- WRITTEN REQUEST: Extend the forum thread about the twisted-frame ladies' Excelsior bicycle, picking up right after its final line.

- TEXT SHOWN:
────────────────────

# Please tell me it ain't a Schwinn!



## fordmike65 (Aug 25, 2015)

Picked up what seems to be a 20's ladies Excelsior off my local CL thanks to a tip from our very own Rustjunkie. I'm still learning about pre-balloners and know just about nothing about Schwinns (Which I'm hoping it's not. No offense of course) Seems my girl has already taken a fancy to it, but not too sure what I'm gonna do with her yet due to some unfortunate frame issues. Hoping for input from some fellow Cabe'rs. A buddy is pretty sure it's not Schwinn built (We can only hope). Let's just keep our fingers crossed. I'd hate to have to get the garage disinfected [emoji6] 


Sorry for the crappy pics, but it was dark when I got home and my phone was about to die. I'll take some better ones tomorrow.


----------



## fordmike65 (Aug 25, 2015)




----------



## Schwinn499 (Aug 26, 2015)

I can only hope...


----------



## theterrym (Aug 26, 2015)

That's no Schwinn. That's a genuine Michigan city Excelsior. At least the head badge is, but doesn't look to have ever been changed.


----------



## sleepy (Aug 26, 2015)

Great find! That's certainly a diamond in the rough...ought to look like a gem once cleaned up.


----------



## fordmike65 (Aug 27, 2015)

Well, looks like the frame is pretty badly twisted up. I hate to say it, but she may go to parts. I'm gonna have a local friend look at it and see what he can do. In the meantime, we'll enjoy her as Driveway Art


----------



## Wheeled Relics (Aug 27, 2015)

────────────────────

- STORED RECORDS:
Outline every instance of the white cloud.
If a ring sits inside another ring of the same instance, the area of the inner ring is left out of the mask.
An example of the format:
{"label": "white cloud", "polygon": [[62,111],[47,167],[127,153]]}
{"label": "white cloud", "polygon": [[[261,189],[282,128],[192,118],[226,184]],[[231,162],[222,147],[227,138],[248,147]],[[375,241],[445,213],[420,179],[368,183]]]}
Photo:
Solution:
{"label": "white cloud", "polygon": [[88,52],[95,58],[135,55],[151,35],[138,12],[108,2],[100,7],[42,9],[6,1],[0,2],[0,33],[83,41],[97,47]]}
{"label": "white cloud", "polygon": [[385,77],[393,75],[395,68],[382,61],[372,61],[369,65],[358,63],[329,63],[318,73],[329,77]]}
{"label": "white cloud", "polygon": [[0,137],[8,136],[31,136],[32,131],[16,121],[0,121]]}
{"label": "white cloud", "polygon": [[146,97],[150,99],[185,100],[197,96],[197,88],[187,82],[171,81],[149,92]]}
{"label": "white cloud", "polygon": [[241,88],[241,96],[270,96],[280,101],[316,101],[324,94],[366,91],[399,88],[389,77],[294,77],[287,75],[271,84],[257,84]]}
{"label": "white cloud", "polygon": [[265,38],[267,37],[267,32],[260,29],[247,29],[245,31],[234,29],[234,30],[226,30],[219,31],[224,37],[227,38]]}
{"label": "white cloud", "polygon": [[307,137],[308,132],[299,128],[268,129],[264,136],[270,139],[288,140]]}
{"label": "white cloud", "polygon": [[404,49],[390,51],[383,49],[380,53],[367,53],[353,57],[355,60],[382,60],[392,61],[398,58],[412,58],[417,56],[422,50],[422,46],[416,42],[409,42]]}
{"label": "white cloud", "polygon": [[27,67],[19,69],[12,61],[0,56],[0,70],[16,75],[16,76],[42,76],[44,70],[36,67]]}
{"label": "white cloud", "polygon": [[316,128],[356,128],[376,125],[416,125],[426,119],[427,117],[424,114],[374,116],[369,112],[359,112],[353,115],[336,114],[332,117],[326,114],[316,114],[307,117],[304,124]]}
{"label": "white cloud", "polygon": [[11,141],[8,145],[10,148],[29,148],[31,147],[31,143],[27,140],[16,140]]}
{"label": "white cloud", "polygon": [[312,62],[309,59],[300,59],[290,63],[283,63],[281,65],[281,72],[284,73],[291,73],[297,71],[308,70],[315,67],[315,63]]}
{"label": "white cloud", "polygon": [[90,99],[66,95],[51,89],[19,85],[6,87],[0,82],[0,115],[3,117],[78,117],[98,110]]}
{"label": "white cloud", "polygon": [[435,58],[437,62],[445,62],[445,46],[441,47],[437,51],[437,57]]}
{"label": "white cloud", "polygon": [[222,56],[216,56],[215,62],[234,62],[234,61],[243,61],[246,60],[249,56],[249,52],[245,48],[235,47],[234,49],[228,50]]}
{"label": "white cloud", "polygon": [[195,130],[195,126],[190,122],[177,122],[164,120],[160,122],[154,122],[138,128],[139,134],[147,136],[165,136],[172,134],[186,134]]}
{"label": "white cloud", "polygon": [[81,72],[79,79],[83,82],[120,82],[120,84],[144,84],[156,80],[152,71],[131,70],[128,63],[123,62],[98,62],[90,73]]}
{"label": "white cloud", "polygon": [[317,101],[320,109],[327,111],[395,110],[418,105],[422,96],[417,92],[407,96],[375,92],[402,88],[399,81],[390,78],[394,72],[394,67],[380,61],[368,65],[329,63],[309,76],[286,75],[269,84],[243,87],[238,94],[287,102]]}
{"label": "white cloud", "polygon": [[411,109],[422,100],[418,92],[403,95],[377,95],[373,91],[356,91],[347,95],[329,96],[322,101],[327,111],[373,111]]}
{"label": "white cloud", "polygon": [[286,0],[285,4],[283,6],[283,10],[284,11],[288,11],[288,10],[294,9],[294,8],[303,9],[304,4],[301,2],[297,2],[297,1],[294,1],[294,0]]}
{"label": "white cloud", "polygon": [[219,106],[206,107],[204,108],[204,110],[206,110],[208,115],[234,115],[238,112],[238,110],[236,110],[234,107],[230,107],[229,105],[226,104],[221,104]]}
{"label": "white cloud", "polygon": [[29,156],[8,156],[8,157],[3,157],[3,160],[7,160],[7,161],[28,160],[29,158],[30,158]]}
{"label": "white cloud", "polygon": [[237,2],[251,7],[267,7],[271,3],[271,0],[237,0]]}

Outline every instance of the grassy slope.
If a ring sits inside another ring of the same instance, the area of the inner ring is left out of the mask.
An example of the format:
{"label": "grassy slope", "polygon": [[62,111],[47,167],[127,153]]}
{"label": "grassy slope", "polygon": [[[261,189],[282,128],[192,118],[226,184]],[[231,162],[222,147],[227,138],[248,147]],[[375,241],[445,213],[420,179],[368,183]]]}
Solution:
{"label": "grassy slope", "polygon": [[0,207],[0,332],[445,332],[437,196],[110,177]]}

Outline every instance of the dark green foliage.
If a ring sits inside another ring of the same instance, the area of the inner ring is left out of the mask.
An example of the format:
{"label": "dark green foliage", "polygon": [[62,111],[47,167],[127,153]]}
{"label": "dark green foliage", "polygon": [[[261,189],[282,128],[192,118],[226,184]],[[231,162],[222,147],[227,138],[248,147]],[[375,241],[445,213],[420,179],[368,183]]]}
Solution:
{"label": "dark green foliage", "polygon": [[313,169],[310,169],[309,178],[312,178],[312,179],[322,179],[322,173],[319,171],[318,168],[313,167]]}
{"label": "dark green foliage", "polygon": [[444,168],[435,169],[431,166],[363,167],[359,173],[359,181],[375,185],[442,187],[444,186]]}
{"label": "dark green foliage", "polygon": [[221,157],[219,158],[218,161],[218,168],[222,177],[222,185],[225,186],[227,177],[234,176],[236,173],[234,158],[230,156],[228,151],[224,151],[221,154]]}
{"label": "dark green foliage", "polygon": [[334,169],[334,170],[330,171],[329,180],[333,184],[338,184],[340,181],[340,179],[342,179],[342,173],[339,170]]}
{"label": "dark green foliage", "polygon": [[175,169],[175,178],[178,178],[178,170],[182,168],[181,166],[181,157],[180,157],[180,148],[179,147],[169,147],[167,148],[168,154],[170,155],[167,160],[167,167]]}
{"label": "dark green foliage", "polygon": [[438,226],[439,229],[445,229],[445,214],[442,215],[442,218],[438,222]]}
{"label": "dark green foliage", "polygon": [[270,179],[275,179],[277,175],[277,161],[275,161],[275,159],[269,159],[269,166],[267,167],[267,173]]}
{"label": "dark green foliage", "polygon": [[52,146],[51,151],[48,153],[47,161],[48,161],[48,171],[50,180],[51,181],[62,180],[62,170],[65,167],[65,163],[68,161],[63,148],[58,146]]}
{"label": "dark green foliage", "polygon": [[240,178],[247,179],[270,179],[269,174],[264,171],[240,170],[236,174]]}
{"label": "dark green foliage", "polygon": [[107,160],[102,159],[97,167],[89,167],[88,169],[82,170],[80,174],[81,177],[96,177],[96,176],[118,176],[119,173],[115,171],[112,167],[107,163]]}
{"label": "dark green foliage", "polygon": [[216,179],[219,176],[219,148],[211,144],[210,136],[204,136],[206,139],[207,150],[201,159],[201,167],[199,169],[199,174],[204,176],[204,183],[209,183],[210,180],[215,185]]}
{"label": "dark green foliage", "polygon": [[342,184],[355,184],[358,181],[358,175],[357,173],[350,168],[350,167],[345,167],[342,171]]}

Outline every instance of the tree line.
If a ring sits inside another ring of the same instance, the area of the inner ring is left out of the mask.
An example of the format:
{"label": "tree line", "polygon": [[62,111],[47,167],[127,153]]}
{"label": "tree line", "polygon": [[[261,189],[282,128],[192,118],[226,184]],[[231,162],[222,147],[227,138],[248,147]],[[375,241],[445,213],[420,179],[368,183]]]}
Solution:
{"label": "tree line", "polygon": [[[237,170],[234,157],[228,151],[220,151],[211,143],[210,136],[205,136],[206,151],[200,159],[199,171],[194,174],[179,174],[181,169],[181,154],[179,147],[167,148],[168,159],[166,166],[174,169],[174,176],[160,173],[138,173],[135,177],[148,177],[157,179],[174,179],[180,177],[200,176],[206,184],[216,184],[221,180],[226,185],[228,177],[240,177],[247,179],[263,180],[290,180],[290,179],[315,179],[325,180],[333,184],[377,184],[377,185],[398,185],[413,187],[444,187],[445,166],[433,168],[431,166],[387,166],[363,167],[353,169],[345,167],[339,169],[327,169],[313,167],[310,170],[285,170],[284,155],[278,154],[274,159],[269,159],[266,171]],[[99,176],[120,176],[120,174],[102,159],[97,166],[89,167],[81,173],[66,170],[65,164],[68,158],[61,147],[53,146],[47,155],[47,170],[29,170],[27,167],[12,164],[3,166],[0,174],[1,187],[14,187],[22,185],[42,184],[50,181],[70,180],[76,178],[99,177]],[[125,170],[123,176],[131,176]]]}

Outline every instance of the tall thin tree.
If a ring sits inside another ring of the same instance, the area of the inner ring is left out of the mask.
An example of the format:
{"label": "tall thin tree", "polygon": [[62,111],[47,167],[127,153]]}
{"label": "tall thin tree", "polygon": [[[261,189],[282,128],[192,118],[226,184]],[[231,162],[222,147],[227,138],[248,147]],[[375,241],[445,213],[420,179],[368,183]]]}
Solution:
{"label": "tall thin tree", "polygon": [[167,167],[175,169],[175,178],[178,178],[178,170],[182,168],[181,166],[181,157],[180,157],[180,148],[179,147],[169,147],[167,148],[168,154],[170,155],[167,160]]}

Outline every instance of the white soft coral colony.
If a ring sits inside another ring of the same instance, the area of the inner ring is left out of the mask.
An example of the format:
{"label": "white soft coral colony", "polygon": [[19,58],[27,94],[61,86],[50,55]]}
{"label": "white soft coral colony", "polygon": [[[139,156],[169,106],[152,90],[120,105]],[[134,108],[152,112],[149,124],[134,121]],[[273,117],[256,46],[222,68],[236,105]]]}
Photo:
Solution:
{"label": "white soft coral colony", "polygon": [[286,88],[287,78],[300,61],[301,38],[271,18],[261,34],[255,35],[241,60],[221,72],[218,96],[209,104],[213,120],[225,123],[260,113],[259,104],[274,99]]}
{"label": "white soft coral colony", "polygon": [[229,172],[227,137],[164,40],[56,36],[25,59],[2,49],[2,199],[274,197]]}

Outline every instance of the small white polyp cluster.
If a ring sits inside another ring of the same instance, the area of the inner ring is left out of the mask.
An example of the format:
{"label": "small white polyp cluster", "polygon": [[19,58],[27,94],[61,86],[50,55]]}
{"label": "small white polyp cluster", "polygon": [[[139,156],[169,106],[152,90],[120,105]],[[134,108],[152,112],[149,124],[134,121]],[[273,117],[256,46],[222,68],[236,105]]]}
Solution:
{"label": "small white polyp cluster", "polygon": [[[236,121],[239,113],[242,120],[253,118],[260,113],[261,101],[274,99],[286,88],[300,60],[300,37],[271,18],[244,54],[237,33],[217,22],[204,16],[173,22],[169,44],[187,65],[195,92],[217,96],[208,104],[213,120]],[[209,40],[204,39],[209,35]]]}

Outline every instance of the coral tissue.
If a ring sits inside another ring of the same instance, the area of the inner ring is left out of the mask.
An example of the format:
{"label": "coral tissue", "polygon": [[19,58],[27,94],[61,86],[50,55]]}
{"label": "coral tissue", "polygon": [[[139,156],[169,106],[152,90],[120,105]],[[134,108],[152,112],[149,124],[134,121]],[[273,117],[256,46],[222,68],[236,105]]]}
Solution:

────────────────────

- EXERCISE OUTPUT:
Score ! Good one Mike


----------



## rustyspoke66 (Aug 27, 2015)

Not to be a downer but it looks like a parts bike with the frame bent like that.


----------



## W2J (Aug 27, 2015)

at least noone can beat you to death for parting it out.you did try to save it.


----------



## Jeff54 (Aug 27, 2015)

Could probably un-bend that frame. Strip it completely, then,  push it back a little more than it was originally, squeeze the sides of the top and bottom bars at the buckling areas to almost round again then release it, let it relax back to form. It wouldn't be as strong as it would have been, have a few scars and the some of the crease would still be there, but.. It might be tough to pull off yet, determination can fix a lot of things.


----------



## slick (Aug 28, 2015)

I can fix it. Im your huckleberry. Hit me up...


----------



## hellshotrods (Aug 29, 2015)

It can be saved.  I've straightened bent frames, it takes some thinking and effort, but can be done.
If you don't want it, let me know...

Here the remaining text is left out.